◆ **À faire**
1. Recopiez tel quel le passage du texte sur David Lynch qui commence par les mots contenant "En 1977, David" et se termine par "du XIX siècle.".
2. Selon le texte sur David Lynch, qui a confié à Lynch la réalisation d'"Elephant Man" ?

◆ **Extrait du texte**
----
En 1977, David Lynch décide d'entrer dans le cinéma avec un premier long-métrage : "Eraserhead". Ce film quasi-surréaliste posait les bases du cinéma et de l'univers Lynchien de manière assez radicale. Ce film était la naissance d'un univers envoûtant, dérangeant, étouffant et onirique. C'est alors qu'en 1980 se présente l'occasion de réaliser "Elephant Man". Mel Brooks séduit par "Eraserhead" décide de lui confier la réalisation de ce film directement inspiré de la vie de Joseph Merrick un britannique au corps difforme qui a vécu à la fin du XIX siècle.
----
◆ **Données fournies**

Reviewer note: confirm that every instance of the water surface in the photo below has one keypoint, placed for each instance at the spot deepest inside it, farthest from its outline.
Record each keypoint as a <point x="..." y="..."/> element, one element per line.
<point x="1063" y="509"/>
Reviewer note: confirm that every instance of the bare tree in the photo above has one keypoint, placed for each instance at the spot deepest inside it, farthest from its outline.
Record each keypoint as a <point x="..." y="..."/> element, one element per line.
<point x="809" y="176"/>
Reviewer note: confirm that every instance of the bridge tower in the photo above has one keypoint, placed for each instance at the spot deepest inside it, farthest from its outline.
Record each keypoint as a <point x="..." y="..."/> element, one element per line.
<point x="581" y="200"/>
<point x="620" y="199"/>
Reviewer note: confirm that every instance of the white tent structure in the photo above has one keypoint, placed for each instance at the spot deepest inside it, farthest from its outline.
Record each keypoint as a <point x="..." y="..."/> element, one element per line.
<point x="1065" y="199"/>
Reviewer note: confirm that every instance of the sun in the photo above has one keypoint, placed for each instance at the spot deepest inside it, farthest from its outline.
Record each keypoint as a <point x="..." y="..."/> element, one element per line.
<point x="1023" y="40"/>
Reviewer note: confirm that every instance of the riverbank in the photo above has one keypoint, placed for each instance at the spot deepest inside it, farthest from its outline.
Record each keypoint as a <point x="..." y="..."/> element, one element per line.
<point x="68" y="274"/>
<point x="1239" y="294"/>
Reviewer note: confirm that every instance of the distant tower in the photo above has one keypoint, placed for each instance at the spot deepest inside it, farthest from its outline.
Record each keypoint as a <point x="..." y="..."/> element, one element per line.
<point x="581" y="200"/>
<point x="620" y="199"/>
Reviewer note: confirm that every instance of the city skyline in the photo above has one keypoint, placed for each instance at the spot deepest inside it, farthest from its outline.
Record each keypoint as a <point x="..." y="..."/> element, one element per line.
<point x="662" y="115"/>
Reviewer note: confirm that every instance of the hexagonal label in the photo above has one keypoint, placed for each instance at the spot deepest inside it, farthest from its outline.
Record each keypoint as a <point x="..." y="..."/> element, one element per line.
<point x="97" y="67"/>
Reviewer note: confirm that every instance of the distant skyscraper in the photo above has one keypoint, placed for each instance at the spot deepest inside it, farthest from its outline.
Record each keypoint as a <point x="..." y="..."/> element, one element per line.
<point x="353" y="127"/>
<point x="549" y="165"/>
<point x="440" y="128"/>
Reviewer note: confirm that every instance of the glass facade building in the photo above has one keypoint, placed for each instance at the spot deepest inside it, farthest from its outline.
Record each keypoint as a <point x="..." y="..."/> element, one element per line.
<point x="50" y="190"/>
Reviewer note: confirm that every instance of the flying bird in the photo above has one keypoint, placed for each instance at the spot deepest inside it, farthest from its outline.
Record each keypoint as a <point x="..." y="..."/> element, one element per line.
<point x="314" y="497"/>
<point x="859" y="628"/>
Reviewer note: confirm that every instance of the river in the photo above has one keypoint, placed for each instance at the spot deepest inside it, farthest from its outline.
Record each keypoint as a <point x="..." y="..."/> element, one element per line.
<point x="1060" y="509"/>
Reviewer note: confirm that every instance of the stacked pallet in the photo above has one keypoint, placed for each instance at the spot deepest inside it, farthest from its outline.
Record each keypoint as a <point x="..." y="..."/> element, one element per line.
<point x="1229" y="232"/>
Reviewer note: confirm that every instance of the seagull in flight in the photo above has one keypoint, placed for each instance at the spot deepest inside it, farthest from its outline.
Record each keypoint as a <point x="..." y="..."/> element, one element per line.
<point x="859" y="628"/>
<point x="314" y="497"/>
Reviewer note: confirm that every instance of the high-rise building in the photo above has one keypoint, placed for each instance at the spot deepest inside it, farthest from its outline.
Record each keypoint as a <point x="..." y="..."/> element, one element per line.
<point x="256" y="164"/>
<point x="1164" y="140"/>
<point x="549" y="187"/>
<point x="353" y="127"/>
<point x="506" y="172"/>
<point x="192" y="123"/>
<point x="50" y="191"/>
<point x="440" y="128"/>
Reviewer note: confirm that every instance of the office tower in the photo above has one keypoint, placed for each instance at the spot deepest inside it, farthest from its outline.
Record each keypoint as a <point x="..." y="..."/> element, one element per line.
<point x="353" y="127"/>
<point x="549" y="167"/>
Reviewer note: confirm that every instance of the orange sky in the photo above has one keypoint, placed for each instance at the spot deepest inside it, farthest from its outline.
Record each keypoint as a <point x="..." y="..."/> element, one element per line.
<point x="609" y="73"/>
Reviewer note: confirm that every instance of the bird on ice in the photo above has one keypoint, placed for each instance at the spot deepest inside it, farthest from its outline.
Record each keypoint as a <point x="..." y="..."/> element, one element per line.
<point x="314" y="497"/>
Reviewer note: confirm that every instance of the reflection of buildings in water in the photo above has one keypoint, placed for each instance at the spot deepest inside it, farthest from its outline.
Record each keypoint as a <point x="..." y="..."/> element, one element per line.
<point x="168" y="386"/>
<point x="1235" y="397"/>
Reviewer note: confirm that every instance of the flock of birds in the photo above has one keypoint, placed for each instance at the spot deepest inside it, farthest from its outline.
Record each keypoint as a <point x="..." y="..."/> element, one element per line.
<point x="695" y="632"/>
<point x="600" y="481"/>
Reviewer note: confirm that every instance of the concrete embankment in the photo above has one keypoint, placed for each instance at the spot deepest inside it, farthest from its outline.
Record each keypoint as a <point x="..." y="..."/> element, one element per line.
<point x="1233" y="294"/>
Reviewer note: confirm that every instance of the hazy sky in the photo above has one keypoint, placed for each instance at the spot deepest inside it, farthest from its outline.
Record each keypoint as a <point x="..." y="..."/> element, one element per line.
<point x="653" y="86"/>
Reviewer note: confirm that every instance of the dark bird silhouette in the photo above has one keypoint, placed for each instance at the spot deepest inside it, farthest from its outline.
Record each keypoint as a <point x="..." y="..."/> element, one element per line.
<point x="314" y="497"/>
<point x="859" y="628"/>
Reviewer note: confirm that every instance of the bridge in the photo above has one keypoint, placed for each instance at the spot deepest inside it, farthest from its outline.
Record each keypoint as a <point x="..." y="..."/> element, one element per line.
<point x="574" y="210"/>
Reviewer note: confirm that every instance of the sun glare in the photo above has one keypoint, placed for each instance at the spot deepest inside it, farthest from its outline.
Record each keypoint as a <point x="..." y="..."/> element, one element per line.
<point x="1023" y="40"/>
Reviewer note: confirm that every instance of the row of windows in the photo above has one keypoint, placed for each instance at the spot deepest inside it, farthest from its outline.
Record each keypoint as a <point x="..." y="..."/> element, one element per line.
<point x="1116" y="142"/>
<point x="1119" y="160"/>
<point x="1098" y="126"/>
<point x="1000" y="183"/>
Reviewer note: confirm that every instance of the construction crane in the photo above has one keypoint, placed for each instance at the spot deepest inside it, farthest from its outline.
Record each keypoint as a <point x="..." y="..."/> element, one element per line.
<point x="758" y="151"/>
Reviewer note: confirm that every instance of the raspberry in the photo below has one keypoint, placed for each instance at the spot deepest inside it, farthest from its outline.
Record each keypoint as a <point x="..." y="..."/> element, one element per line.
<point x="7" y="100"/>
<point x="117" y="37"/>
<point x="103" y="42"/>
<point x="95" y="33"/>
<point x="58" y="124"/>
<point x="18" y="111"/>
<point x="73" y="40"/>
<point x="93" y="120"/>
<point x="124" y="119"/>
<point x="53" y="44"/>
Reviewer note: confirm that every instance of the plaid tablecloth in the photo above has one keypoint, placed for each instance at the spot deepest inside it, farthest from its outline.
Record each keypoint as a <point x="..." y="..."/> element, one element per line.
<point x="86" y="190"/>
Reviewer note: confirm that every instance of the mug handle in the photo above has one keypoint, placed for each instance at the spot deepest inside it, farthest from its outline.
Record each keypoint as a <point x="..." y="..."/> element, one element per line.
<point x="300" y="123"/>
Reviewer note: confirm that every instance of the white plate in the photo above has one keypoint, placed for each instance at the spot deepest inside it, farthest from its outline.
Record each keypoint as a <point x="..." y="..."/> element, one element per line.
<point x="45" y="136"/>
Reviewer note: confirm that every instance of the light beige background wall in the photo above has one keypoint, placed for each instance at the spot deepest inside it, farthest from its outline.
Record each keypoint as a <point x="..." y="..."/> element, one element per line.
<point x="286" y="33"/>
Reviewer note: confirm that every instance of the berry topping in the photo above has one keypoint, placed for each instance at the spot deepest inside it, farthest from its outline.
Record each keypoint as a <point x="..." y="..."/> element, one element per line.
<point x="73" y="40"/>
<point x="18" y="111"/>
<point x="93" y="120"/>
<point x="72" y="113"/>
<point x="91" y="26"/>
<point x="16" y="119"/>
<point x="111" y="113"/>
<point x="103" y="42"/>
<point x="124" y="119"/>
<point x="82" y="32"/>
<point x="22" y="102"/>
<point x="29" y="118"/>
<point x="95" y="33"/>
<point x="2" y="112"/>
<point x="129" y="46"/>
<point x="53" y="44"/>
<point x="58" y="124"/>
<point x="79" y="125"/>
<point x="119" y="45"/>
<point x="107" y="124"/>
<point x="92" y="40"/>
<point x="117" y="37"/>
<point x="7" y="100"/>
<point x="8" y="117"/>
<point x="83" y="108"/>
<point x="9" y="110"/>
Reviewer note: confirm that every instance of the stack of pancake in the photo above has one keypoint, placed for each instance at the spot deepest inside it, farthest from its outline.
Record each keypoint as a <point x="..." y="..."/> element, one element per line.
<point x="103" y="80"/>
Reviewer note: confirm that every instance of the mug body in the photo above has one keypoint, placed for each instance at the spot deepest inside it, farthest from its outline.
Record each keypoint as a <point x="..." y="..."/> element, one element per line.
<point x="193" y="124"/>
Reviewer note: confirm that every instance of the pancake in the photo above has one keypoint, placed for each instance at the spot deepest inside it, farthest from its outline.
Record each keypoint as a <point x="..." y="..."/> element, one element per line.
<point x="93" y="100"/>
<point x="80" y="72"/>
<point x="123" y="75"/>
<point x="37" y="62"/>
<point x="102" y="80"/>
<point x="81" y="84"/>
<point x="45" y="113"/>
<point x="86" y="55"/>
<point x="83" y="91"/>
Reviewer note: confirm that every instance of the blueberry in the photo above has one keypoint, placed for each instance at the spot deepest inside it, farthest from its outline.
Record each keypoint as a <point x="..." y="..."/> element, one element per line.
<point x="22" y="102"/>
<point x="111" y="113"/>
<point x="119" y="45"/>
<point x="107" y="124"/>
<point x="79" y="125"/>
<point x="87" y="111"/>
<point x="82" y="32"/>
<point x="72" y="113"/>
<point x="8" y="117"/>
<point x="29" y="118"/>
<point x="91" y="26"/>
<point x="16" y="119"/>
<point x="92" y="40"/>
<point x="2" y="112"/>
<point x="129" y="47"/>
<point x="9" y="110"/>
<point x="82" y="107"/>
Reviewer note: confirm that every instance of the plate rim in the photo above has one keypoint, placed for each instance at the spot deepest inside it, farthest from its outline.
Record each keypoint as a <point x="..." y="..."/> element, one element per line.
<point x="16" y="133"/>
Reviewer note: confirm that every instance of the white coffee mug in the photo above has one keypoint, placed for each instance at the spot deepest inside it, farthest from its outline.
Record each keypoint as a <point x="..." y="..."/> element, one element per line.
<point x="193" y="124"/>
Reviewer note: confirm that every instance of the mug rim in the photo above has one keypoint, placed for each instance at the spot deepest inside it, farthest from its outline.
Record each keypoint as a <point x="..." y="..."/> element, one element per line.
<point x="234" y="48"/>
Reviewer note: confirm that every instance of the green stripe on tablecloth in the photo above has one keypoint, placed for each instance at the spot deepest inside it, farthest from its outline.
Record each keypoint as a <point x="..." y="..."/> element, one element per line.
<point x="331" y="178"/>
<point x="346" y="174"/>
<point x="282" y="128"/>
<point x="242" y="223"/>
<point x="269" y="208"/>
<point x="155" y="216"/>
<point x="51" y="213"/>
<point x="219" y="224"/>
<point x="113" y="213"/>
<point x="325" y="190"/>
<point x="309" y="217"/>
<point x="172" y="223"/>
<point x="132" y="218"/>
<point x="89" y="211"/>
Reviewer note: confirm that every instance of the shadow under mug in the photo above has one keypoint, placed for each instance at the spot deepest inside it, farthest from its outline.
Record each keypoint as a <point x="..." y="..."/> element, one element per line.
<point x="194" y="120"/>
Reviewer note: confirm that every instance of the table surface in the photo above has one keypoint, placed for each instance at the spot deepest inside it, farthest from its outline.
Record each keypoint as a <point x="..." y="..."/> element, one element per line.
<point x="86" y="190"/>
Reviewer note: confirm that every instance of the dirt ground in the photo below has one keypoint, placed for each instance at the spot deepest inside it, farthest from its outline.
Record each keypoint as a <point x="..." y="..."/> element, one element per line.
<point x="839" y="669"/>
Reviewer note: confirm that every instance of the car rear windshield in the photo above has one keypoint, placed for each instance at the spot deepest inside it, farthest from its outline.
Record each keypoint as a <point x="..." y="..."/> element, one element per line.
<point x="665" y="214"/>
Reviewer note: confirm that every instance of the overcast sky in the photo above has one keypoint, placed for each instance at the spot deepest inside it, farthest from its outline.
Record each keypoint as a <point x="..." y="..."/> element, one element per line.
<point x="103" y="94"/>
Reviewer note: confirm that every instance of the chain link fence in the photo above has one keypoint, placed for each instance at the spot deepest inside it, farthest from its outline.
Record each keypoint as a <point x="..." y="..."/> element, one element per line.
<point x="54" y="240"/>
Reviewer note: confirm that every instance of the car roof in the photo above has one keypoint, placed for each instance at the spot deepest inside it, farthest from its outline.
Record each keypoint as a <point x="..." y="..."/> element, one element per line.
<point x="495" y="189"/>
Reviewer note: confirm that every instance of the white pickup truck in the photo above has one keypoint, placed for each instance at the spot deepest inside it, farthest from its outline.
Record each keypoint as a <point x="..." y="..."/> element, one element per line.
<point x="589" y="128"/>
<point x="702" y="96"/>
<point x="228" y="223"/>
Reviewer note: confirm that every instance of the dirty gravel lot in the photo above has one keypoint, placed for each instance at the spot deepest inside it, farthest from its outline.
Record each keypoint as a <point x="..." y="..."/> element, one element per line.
----
◆ **Corrigé**
1.
En 1977, David Lynch décide d'entrer dans le cinéma avec un premier long-métrage : "Eraserhead". Ce film quasi-surréaliste posait les bases du cinéma et de l'univers Lynchien de manière assez radicale. Ce film était la naissance d'un univers envoûtant, dérangeant, étouffant et onirique. C'est alors qu'en 1980 se présente l'occasion de réaliser "Elephant Man". Mel Brooks séduit par "Eraserhead" décide de lui confier la réalisation de ce film directement inspiré de la vie de Joseph Merrick un britannique au corps difforme qui a vécu à la fin du XIX siècle.

2. Mel Brooks.